Passage provided -

A gravity test for the euro
The IMF's former chief economist wonders why the euro is trading at a 40 per cent premium against the US dollar.
Last Modified: 03 Nov 2011 14:10
Pushing weak countries like Greece out of the eurozone would send the euro currency plummeting [EPA]

Although I appreciate that exchange rates are never easy to explain or understand, I find today's relatively robust value for the euro somewhat mysterious. Do the gnomes of currency markets seriously believe that the eurozone governments' latest "comprehensive package" to save the euro will hold up for more than a few months?

The new plan relies on a questionable mix of dubious financial-engineering gimmicks and vague promises of modest Asian funding. Even the best part of the plan, the proposed (but not really agreed) 50 per cent haircut for private-sector holders of Greek sovereign debt, is not sufficient to stabilise that country's profound debt and growth problems.

So how is it that the euro is trading at a 40 per cent premium to the US dollar, even as investors continue to view southern European government debt with great scepticism? I can think of one very good reason why the euro needs to fall, and six not-so-convincing reasons why it should remain stable or appreciate. Let's begin with why the euro needs to fall.

Absent a clear path to a much tighter fiscal and political union, which can lead only through constitutional change, the current halfway house of the euro system appears increasingly untenable. It seems clear that the European Central Bank will be forced to buy far greater quantities of eurozone sovereign (junk) bonds. That may work in the short term, but if sovereign default risks materialise - as my research with Carmen Reinhart suggests is likely - the ECB will in turn have to be recapitalised. And, if the stronger northern eurozone countries are unwilling to digest this transfer - and political resistance runs high - the ECB may be forced to recapitalise itself through money creation. Either way, the threat of a profound financial crisis is high.

Given this, what arguments support the current value of the euro, or its further rise?

First, investors might be telling themselves that in the worst-case scenario, the northern European countries will effectively push out the weaker countries, creating a super-euro. But, while this scenario has a certain ring of truth, surely any breakup would be highly traumatic, with the euro diving before its rump form recovered.

Second, investors may be remembering that even though the dollar was at the epicentre of the 2008 financial panic, the consequences radiated so widely that, paradoxically, the dollar actually rose in value. Although it may be difficult to connect the dots, it is perfectly possible that a huge euro crisis could have a snowball effect in the US and elsewhere. Perhaps the transmission mechanism would be through US banks, many of which remain vulnerable, owing to thin capitalisation and huge portfolios of mortgages booked far above their market value.

Third, foreign central banks and sovereign wealth funds may be keen to keep buying up euros to hedge against risks to the US and their own economies. Government investors are not necessarily driven by the return-maximising calculus that motivates private investors. If foreign official demand is the real reason behind the euro's strength, the risk is that foreign sovereign euro buyers will eventually flee, just as private investors would, only in a faster and more concentrated way.

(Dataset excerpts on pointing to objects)

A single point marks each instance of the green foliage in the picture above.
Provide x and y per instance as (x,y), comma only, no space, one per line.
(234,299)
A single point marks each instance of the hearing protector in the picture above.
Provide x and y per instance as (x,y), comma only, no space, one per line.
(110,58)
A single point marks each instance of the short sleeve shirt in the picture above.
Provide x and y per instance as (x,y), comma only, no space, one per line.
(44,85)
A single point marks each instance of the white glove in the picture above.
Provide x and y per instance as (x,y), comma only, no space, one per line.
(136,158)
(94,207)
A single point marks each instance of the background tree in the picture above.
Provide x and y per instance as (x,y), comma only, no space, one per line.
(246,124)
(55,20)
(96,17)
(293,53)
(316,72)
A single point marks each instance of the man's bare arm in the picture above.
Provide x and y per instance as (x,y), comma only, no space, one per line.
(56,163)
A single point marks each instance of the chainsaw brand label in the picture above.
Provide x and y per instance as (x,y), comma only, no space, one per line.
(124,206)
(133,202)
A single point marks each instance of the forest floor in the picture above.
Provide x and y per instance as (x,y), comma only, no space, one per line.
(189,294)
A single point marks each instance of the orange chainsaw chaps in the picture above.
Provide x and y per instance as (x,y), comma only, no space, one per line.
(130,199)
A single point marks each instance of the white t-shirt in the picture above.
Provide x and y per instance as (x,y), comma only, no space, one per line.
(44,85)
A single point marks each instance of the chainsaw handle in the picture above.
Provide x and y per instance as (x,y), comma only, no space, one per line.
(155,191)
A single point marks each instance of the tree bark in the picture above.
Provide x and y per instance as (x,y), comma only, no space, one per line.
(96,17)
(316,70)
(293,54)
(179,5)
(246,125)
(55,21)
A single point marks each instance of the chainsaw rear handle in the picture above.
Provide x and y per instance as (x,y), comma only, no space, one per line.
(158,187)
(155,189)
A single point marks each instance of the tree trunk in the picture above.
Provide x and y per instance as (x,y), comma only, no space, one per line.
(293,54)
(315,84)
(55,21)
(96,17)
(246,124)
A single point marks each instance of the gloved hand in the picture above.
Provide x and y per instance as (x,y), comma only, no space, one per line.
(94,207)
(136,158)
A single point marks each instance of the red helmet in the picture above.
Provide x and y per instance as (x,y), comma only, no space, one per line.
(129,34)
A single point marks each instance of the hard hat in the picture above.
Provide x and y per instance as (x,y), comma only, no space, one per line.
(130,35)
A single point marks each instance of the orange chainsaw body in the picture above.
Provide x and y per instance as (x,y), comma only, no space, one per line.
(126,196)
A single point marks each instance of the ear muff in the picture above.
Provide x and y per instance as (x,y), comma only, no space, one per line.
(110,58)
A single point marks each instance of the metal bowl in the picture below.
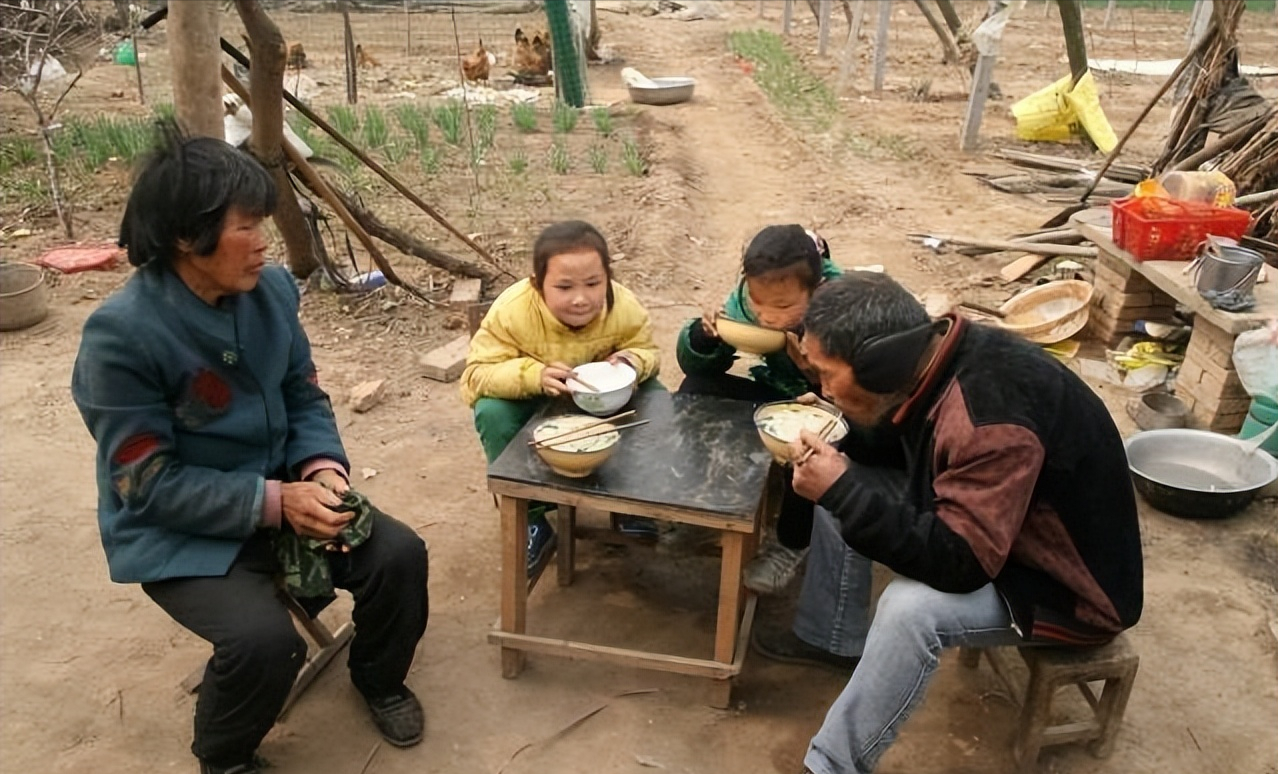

Requests -
a - Update the passage on the euro from "The new plan" up to and including "needs to fall.", replacing "haircut" with "write-down".
b - Print the records from the line with "A single point marks each instance of the tree trunk" up to and including the final line of the records, leaving out the pictures.

Answers to the exercise -
a -
The new plan relies on a questionable mix of dubious financial-engineering gimmicks and vague promises of modest Asian funding. Even the best part of the plan, the proposed (but not really agreed) 50 per cent write-down for private-sector holders of Greek sovereign debt, is not sufficient to stabilise that country's profound debt and growth problems.

So how is it that the euro is trading at a 40 per cent premium to the US dollar, even as investors continue to view southern European government debt with great scepticism? I can think of one very good reason why the euro needs to fall, and six not-so-convincing reasons why it should remain stable or appreciate. Let's begin with why the euro needs to fall.

b -
A single point marks each instance of the tree trunk in the picture above.
Provide x and y per instance as (x,y), comma only, no space, one per line.
(293,54)
(315,84)
(55,21)
(96,17)
(246,124)
A single point marks each instance of the gloved hand in the picture above.
Provide x and y per instance as (x,y), comma only, no space, one per line.
(94,207)
(136,158)
A single point marks each instance of the red helmet in the picture above.
Provide x and y per instance as (x,y), comma only, no space, one per line.
(129,34)
A single point marks each instance of the hard hat in the picture above.
Provide x and y per instance as (x,y), comma only, no space, one per line.
(130,35)
A single point marks each instance of the orange chainsaw body in the picture above.
Provide x and y per instance as (x,y), comma only, no space, one per line.
(126,196)
A single point marks each instance of the ear muff in the picture above.
Provide x and y per instance as (x,y), comma only, no space, one per line.
(110,58)
A single point marks each instance of the metal bowl in the picture below.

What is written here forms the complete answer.